PROBLEM DESCRIPTION:
Take the entries that follow and return only the lines from the one with "of the building" through the final line, leaving every picture behind.

------------------------------------------------

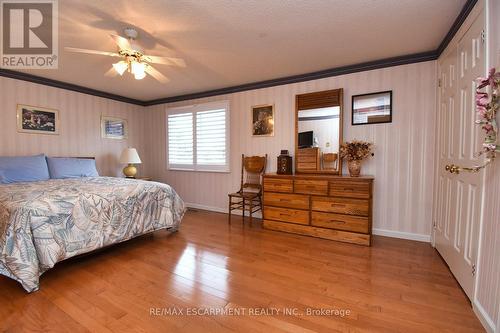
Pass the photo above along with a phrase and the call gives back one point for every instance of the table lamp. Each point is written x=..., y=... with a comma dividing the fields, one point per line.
x=130, y=156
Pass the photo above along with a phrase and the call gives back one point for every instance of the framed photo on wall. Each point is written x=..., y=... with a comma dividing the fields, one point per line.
x=114, y=128
x=373, y=108
x=38, y=120
x=263, y=120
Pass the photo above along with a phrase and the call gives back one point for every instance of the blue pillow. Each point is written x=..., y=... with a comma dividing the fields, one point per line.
x=23, y=169
x=66, y=167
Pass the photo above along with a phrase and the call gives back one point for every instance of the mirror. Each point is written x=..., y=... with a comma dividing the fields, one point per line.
x=318, y=132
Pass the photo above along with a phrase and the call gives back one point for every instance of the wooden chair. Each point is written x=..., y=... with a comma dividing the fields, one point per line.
x=250, y=193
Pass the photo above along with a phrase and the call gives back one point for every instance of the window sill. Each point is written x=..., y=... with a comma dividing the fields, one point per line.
x=199, y=170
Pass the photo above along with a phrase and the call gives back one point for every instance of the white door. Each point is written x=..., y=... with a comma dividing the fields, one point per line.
x=458, y=206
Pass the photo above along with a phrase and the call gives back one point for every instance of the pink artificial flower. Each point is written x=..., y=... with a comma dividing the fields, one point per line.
x=488, y=128
x=482, y=99
x=481, y=110
x=488, y=81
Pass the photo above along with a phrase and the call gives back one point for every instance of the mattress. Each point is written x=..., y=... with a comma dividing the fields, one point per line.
x=45, y=222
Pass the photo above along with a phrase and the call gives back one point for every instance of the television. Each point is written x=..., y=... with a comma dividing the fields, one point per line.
x=306, y=139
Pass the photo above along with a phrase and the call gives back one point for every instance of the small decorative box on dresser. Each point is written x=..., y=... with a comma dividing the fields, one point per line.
x=332, y=207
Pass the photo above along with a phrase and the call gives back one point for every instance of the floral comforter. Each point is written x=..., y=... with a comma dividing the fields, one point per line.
x=42, y=223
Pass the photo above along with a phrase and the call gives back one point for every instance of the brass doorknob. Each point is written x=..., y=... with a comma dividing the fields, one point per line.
x=452, y=168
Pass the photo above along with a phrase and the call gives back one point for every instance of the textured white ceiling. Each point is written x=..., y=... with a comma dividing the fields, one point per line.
x=228, y=43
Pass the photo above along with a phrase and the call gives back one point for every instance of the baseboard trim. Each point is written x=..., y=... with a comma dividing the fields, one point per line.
x=483, y=317
x=402, y=235
x=379, y=232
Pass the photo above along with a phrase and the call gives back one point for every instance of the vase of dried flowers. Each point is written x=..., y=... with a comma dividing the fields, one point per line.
x=355, y=152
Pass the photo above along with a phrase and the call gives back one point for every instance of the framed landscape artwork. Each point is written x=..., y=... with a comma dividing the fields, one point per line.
x=34, y=119
x=114, y=128
x=263, y=120
x=374, y=108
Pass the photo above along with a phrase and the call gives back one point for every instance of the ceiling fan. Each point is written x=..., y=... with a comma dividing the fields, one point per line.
x=133, y=58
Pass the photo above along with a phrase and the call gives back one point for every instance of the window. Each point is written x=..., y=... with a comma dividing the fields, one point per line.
x=198, y=137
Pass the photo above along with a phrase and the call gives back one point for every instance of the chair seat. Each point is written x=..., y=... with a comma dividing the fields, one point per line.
x=245, y=195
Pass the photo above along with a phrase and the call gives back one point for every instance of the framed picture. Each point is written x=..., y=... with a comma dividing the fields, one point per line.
x=34, y=119
x=374, y=108
x=263, y=120
x=114, y=128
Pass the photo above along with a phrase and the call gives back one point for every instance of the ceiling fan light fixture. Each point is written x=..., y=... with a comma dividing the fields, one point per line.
x=140, y=76
x=137, y=68
x=120, y=67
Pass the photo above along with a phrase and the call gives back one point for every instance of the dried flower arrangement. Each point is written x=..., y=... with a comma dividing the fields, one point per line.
x=355, y=150
x=487, y=106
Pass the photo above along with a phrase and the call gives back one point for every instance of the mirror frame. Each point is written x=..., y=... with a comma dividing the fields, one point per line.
x=315, y=100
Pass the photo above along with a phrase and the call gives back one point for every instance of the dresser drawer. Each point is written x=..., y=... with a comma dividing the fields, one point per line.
x=340, y=222
x=278, y=185
x=341, y=205
x=308, y=186
x=286, y=215
x=286, y=200
x=351, y=189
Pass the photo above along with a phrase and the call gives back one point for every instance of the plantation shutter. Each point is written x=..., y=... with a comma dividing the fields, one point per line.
x=198, y=137
x=180, y=140
x=211, y=150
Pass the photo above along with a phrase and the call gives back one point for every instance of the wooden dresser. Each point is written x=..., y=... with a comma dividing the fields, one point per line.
x=332, y=207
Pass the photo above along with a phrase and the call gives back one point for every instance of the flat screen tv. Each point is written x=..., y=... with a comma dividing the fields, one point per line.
x=306, y=139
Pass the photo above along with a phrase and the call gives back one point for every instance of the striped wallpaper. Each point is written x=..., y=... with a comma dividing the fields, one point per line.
x=404, y=153
x=79, y=124
x=488, y=280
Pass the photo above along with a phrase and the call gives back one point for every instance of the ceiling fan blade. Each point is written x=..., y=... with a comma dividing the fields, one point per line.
x=111, y=72
x=75, y=49
x=156, y=74
x=166, y=61
x=122, y=42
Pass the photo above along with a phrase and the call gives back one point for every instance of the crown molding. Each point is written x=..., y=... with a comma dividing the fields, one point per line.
x=466, y=9
x=67, y=86
x=366, y=66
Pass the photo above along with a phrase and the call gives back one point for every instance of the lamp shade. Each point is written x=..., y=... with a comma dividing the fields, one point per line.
x=130, y=156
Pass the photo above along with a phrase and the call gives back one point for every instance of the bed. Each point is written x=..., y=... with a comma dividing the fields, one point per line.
x=45, y=222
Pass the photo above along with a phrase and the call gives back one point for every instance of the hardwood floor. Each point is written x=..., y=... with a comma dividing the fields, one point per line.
x=393, y=286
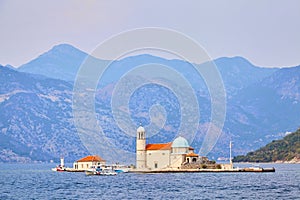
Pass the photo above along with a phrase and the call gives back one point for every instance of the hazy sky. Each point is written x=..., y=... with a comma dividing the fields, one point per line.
x=265, y=32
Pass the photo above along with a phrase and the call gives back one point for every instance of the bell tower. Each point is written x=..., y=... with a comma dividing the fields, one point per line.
x=140, y=148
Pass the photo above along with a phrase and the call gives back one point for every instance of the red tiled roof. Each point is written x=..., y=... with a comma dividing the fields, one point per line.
x=165, y=146
x=192, y=155
x=91, y=158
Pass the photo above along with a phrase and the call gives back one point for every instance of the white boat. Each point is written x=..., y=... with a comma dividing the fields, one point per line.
x=61, y=167
x=101, y=171
x=120, y=168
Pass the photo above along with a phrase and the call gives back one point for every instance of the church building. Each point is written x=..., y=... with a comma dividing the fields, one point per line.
x=163, y=156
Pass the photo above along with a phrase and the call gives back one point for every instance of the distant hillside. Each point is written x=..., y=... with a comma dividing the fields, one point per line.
x=285, y=149
x=61, y=62
x=36, y=120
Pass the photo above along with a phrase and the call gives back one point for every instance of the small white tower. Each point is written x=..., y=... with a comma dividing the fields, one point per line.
x=140, y=148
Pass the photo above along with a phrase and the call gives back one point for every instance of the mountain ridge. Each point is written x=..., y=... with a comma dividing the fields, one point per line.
x=33, y=104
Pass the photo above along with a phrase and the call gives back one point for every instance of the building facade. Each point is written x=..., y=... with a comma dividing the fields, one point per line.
x=88, y=161
x=162, y=156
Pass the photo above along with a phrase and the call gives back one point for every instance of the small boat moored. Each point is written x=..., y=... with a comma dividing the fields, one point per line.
x=100, y=171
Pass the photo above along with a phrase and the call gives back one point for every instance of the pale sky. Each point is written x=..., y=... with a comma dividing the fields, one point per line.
x=266, y=32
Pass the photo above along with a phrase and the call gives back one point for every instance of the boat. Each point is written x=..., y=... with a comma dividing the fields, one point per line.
x=120, y=168
x=100, y=171
x=61, y=167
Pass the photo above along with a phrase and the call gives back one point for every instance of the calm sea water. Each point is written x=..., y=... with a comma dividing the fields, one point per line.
x=37, y=181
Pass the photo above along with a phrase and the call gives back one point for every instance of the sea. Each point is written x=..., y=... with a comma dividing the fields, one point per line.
x=37, y=181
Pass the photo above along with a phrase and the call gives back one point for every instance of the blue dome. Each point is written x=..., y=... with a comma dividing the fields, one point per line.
x=140, y=129
x=180, y=142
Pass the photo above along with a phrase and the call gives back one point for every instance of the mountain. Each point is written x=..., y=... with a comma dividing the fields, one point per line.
x=238, y=73
x=36, y=105
x=36, y=120
x=286, y=149
x=61, y=62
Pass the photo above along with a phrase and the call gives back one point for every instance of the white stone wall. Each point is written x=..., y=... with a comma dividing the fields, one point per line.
x=177, y=160
x=158, y=159
x=85, y=165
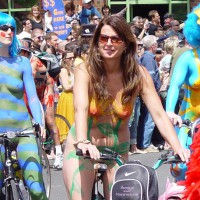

------------------------------------------------

TASK OUTPUT:
Pass the photo above along with a phrase and the call gives back one point for every instance of the building facade. Each point is written x=..., y=... with a comma dividing the fields, one point per line.
x=88, y=161
x=162, y=156
Pass the photo above along with a phrase and the call gives back one point for every instance of the small boat moored. Each point is written x=..., y=... with a comma dividing the fields, one point per line.
x=100, y=171
Pass the photo above along with a phrase and the call gives back one point for every instance of the pale sky. Each point is written x=..., y=... with a comma dividing the fields, one point per line.
x=266, y=32
Pass the photo above along with a phrase and the call gives back one point for every instance of the boat. Each point is written x=..., y=... with a comma dividing the fields, one point per line.
x=120, y=168
x=100, y=171
x=61, y=167
Pass the photo above along with a phrase and the call gives back one point for every instance of the calm sea water. Each point is written x=..., y=... with a comma dividing the fields, one point per line.
x=37, y=181
Pass the photo above along with a phrase and the call gives back one point for every instance of the sea. Each point is written x=..., y=... with a comma dividing the fields, one point per line.
x=37, y=181
Pass the photo above along with a phrase and the call gives back one point for every instance of the blue dome. Each point is written x=..., y=... with a comma dividing the fields, one point per line.
x=140, y=129
x=180, y=142
Pass the photo above along with a phrase and the call gives back one point for every instance of the mountain. Each point is written x=..., y=... with a comma dividing the fields, one point per line.
x=238, y=73
x=36, y=105
x=36, y=120
x=286, y=149
x=61, y=62
Pass the photo above along with a phrase and the call gives back one point for every instance of the white stone wall. Each point is written x=..., y=... with a comma dividing the fields, one point per line.
x=177, y=160
x=158, y=159
x=85, y=165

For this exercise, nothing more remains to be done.